Saved entries:
»»

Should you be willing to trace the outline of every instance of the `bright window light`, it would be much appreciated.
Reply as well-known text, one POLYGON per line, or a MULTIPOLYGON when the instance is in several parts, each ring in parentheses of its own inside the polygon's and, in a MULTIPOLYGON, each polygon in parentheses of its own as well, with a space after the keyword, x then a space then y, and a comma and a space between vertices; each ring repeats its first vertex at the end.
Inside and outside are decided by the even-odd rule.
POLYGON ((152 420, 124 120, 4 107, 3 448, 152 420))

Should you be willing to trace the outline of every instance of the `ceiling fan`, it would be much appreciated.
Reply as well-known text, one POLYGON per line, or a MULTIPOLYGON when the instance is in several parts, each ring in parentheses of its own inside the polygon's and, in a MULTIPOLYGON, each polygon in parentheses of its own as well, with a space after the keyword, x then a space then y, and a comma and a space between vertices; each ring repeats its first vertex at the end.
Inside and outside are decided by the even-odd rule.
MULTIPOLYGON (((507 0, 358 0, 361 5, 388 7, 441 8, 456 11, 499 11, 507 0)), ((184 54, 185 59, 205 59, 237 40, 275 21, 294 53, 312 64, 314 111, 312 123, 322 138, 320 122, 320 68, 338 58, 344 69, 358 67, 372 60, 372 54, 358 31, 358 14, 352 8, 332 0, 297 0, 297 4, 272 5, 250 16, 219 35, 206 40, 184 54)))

««

#### Work to complete
Show all lines from the entries that hold "trace".

#### Output below
Should you be willing to trace the outline of every instance of the `bright window light`, it would be much appreciated.
Should you be willing to trace the outline of every instance of the `ceiling fan`, it would be much appreciated.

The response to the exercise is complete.